◆ EXCERPT PROVIDED ◆

□ □ □ □ □ □ □

Tuesday, May 26, 2009

Drained Swimming Pools

"Exiled from the Paradise of the Ordinary"
J.G. Ballard (15 November 1930 – 19 April 2009)



The following excerpts I transcribed from Eleanor Wachtel's 1993 interview with Ballard for CBC Writer's & Co.


"People in the west, in particular, Western Europe, Canada and the United States -- for all the civil unrest you find in places like Los Angeles and Northern Ireland and so on -- we lead extremely stable, settled lives. We're certain that, on the whole, our fabric as a society that we live in is not going to be torn to shreds overnight. Governments may change, but basically, our way of life, and all the civilities of our way of life, remain intact. Now, in Shanghai, first in 1937 and then of course in an even bigger way after Pearl Harbour in December 1941, everything came to an end. The comfortable country club existence that I and my parents led, protected by the wealth of the Europeans and Americans, ended absolutely, and suddenly we were in as much danger as any beggar on the streets of Shanghai ... This was a profound lesson which I learned well. And I've never forgotten. Reality, even the most reassuring reality, was nothing more than a stage set whose entire cast and scenery could be swept aside overnight."

"The Doctor / Psychiatrist for the last forty or fifty years has taken the role of the priest, as the man who takes the spiritual pulse of the people at large, the man who prescribes for the spiritual ills from which people suffer, he enlists science for the aid of the soul ... I think the experience of dissecting a human cadaver is a profoundly moving one. There's no question that the whole process, day by day, of paring away the skin, separating the blood vessels and nerves, delving down through the muscles, laying bare the physical being that once walked this earth, is deeply moving, and is as close to a human being as one can ever get."


"We've shut our eyes to the dead in the West. In England today, most people have never seen a dead body. People don't die in the home anymore, for the most part, they die in hospitals surrounded by high-tech medical equipment, nurses and doctors screen the bereaved from anything more than a fleeting glimpse of the dead. And we've filled this vacuum in human experience and human grieving with a whole set of conventions: memorial services, and our way of remembering those close to us who have died, are really elaborate fictions ... Most of the people alive today in the world lead lives ... racked by civil war, famine, and destitution ... very much closer to what I described and what I went through in China during the war. Living in Canada, Western Europe and the United States today -- it is WE who are exceptions to the rule, and I think one should realise that fact ... I wouldn't say we're blinkered in any way, but we've chosen not to make too much of one of the most important ascpects of existence, and that is our finite lives."

□ □ □ □ □ □ □

◆ PROVIDED MATERIAL ◆
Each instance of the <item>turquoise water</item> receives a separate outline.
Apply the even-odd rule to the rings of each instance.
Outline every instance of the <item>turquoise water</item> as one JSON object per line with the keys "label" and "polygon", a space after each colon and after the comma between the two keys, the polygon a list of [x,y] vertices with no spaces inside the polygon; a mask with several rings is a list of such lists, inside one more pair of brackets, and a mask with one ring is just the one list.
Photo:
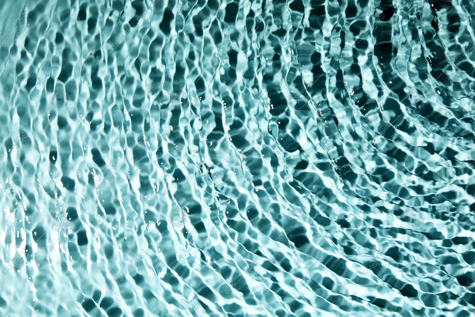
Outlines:
{"label": "turquoise water", "polygon": [[472,2],[0,8],[0,316],[475,316]]}

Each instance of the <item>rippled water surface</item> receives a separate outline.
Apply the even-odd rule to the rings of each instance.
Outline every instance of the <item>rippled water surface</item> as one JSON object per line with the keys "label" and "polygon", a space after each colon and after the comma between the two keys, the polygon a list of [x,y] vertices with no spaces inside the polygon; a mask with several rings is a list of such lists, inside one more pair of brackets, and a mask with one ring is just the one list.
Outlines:
{"label": "rippled water surface", "polygon": [[475,316],[473,1],[0,9],[0,316]]}

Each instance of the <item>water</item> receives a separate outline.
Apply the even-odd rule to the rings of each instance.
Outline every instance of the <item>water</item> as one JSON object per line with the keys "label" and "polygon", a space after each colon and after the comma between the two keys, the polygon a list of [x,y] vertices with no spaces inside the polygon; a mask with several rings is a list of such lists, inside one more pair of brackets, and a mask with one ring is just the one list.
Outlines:
{"label": "water", "polygon": [[0,316],[475,316],[471,2],[0,7]]}

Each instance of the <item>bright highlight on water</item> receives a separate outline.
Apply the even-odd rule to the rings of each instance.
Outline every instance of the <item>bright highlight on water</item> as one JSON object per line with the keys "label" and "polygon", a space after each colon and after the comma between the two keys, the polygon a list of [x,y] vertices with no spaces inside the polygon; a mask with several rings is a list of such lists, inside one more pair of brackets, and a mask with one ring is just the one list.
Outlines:
{"label": "bright highlight on water", "polygon": [[471,1],[0,9],[0,317],[475,317]]}

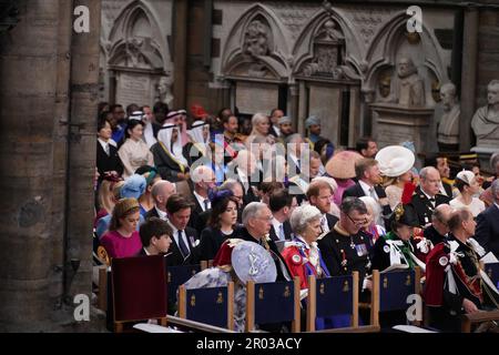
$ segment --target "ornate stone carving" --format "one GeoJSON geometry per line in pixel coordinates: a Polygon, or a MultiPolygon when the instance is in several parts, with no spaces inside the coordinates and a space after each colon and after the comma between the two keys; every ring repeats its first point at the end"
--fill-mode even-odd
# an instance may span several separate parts
{"type": "Polygon", "coordinates": [[[421,108],[426,104],[425,83],[410,58],[401,57],[397,62],[396,75],[391,79],[391,92],[383,102],[406,108],[421,108]]]}
{"type": "Polygon", "coordinates": [[[499,80],[487,87],[486,106],[479,108],[471,119],[471,128],[477,135],[477,146],[499,146],[499,80]]]}
{"type": "Polygon", "coordinates": [[[440,151],[456,150],[459,145],[459,116],[461,114],[459,101],[456,98],[456,85],[451,82],[441,85],[440,98],[444,114],[437,126],[437,142],[440,151]]]}
{"type": "Polygon", "coordinates": [[[328,19],[314,37],[314,58],[303,67],[303,75],[343,79],[344,72],[339,65],[343,63],[344,53],[345,38],[335,21],[328,19]]]}
{"type": "Polygon", "coordinates": [[[166,103],[169,106],[172,105],[173,103],[172,84],[173,79],[170,75],[170,73],[166,73],[166,75],[160,78],[160,81],[157,82],[156,85],[155,102],[161,101],[166,103]]]}
{"type": "Polygon", "coordinates": [[[244,31],[243,52],[251,57],[269,54],[271,29],[262,20],[253,20],[244,31]]]}

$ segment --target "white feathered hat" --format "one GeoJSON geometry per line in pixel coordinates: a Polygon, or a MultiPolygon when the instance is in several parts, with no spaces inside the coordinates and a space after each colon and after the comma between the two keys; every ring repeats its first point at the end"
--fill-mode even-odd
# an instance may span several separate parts
{"type": "Polygon", "coordinates": [[[408,172],[416,161],[414,153],[401,145],[388,145],[376,154],[381,174],[397,178],[408,172]]]}

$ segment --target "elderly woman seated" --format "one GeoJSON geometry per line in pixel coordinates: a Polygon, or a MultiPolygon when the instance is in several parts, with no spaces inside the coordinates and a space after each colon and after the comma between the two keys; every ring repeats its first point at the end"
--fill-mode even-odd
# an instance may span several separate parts
{"type": "Polygon", "coordinates": [[[296,207],[289,223],[295,237],[283,250],[282,255],[292,276],[298,276],[301,288],[308,287],[307,277],[327,277],[329,272],[317,247],[317,236],[320,235],[320,211],[310,205],[296,207]]]}
{"type": "Polygon", "coordinates": [[[244,332],[246,320],[246,283],[275,282],[277,272],[271,254],[256,243],[232,239],[222,244],[213,261],[185,284],[186,290],[224,287],[234,282],[234,331],[244,332]]]}

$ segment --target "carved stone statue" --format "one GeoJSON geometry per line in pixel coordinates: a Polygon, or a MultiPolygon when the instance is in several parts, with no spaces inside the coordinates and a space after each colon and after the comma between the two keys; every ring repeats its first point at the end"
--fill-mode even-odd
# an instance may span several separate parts
{"type": "Polygon", "coordinates": [[[156,98],[155,101],[161,101],[166,103],[169,106],[172,106],[173,95],[171,91],[173,82],[171,77],[161,77],[157,87],[156,87],[156,98]]]}
{"type": "Polygon", "coordinates": [[[438,149],[441,152],[459,151],[459,116],[461,108],[456,98],[456,85],[448,82],[440,88],[440,99],[444,106],[437,125],[438,149]]]}
{"type": "Polygon", "coordinates": [[[259,20],[254,20],[244,33],[243,51],[252,57],[268,54],[269,29],[259,20]]]}
{"type": "Polygon", "coordinates": [[[393,91],[385,102],[394,102],[407,108],[425,106],[425,84],[410,58],[397,62],[397,77],[393,80],[393,91]]]}
{"type": "Polygon", "coordinates": [[[488,105],[479,108],[471,119],[471,128],[477,135],[478,146],[499,145],[499,80],[487,87],[488,105]]]}

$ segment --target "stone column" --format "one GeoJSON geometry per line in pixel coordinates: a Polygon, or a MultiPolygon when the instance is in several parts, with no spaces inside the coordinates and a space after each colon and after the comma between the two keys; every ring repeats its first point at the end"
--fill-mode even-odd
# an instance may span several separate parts
{"type": "Polygon", "coordinates": [[[0,34],[0,332],[50,331],[59,0],[20,0],[0,34]]]}
{"type": "Polygon", "coordinates": [[[299,82],[299,99],[298,99],[298,115],[296,131],[299,134],[305,134],[305,120],[307,118],[307,88],[305,81],[299,82]]]}
{"type": "Polygon", "coordinates": [[[461,129],[459,130],[460,151],[469,151],[471,146],[471,118],[475,113],[477,88],[478,14],[478,9],[475,7],[470,6],[465,10],[461,71],[461,129]]]}
{"type": "MultiPolygon", "coordinates": [[[[174,53],[173,63],[173,105],[175,109],[185,108],[186,68],[187,68],[187,7],[189,1],[175,0],[174,3],[174,53]]],[[[170,108],[172,109],[172,108],[170,108]]]]}
{"type": "Polygon", "coordinates": [[[93,179],[95,174],[96,106],[101,0],[74,0],[90,10],[90,32],[71,41],[71,112],[68,152],[68,215],[64,263],[65,301],[92,292],[93,179]]]}

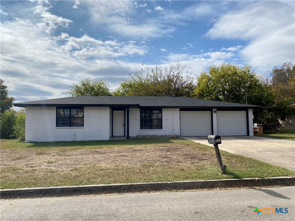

□ □ □ □ □ □ □

◆ WHAT THE TASK REQUIRES ◆
According to the interview excerpts about J.G. Ballard, where does Ballard say most people now die instead of at home?

◆ RESULT OF THIS EXERCISE ◆
In hospitals, surrounded by high-tech medical equipment.